WHAT THIS TASK INVOLVES
Repeat each entry below without omitting a single word.
+++ DATA FOR REVIEW +++
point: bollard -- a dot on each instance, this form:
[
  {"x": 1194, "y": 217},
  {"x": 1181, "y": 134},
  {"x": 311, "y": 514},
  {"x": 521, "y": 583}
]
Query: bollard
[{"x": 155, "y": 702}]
+++
SOLUTION TO THIS EXERCISE
point: bollard -- a dot on each instance, this form:
[
  {"x": 1194, "y": 217},
  {"x": 1181, "y": 134},
  {"x": 311, "y": 514},
  {"x": 521, "y": 583}
]
Query: bollard
[{"x": 155, "y": 702}]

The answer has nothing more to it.